TEXT UNDER STUDY »

Michigan Dogs Hit By Canine Parvovirus Despite Testing Negative to Screening

The Michigan Department of Agriculture and Rural Development has identified the mysterious disease killing dogs in the state as canine parvovirus. More than 30 dogs at an animal shelter in Ostego County died from the disease, and other shelters as well as private pet owners recorded dog fatalities from the strange infection.

State officials have however identified the disease and noted that it only affects unvaccinated dogs. State Veterinarian Nora Wineland said there are effective vaccines against the disease, and that it could prove highly contagious and very severe in infected dogs. She clarified that canine parvovirus is not contagious to humans and other domestic animals.

“We have a highly effective vaccine available to help protect dogs from the virus,” Wineland said. “Dogs that are not fully vaccinated against this virus are the most at risk,” she continued. “Dog owners across Michigan must work closely with their veterinarians to ensure their dogs are appropriately vaccinated and given timely boosters to keep their pets safe and healthy.”

The director of the Michigan State University Veterinary Diagnostic Laboratory, Kim Dodd, said infected dogs experience fatigue, diarrhea, and loss of appetite. She however expressed concern that despite being infected with the disease, most dogs tested negative to screening tests conducted at veterinary clinics and animal shelters.

“While those tests are valuable in the clinical setting, they are not as sensitive as the diagnostic tests we can perform here in the laboratory,” Dodd stated. “We continue to further characterize the virus in hopes of better understanding why those animals were testing negative on screening tests.”

Given the current trajectory of canine parvovirus, it is hoped that dog owners in Michigan will vaccinate their dogs to reduce the chances of infection. State officials urged dog owners to work with their veterinarians and animal carers to get the vaccination to curtail the spread of the disease.

SET OF TASKS »
**1.** State whether each statement agrees with the parvovirus article. Answer yes or no and quote the words of the article that decide it. (a) More than 30 dogs at a shelter in Ostego County died from the disease. (b) Canine parvovirus can spread to humans. (c) Dodd said clinic screening tests are as sensitive as the laboratory's diagnostic tests.
**2.** Reproduce the parvovirus article from "State officials have" up to and including "other domestic animals.", swapping "highly contagious" for "extremely contagious".
The lines after this point are separate material, independent of the parvovirus article.

SOURCE DATA »
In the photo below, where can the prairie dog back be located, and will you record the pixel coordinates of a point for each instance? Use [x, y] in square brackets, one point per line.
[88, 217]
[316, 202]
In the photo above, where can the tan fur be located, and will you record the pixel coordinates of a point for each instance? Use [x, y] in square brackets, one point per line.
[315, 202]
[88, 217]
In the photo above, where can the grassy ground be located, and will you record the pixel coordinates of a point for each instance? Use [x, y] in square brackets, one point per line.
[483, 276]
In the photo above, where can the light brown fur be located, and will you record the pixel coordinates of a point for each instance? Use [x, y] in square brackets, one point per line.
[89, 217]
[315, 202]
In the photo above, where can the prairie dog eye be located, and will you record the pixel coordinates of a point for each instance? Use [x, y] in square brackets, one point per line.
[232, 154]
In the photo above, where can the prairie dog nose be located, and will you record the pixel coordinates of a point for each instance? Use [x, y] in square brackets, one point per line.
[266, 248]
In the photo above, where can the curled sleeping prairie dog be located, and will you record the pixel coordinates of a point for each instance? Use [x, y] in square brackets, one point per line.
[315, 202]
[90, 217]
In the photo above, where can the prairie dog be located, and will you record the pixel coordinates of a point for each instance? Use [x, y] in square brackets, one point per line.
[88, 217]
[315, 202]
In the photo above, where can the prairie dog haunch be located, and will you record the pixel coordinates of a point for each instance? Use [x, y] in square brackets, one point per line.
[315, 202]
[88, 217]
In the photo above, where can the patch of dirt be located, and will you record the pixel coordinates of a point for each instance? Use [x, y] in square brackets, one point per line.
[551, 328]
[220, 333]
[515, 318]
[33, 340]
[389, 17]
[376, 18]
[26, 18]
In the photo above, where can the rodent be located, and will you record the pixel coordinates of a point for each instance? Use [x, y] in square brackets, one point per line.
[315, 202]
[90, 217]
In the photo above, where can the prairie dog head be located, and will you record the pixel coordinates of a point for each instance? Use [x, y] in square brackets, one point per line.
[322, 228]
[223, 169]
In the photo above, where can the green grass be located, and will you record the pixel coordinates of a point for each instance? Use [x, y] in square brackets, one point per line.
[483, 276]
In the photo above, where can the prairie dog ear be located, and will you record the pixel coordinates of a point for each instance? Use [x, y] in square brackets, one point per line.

RESULTS »
**1.**
(a) Yes: "More than 30 dogs at an animal shelter in Ostego County died from the disease"
(b) No: "canine parvovirus is not contagious to humans and other domestic animals"
(c) No: "they are not as sensitive as the diagnostic tests we can perform here in the laboratory"

**2.**
State officials have however identified the disease and noted that it only affects unvaccinated dogs. State Veterinarian Nora Wineland said there are effective vaccines against the disease, and that it could prove extremely contagious and very severe in infected dogs. She clarified that canine parvovirus is not contagious to humans and other domestic animals.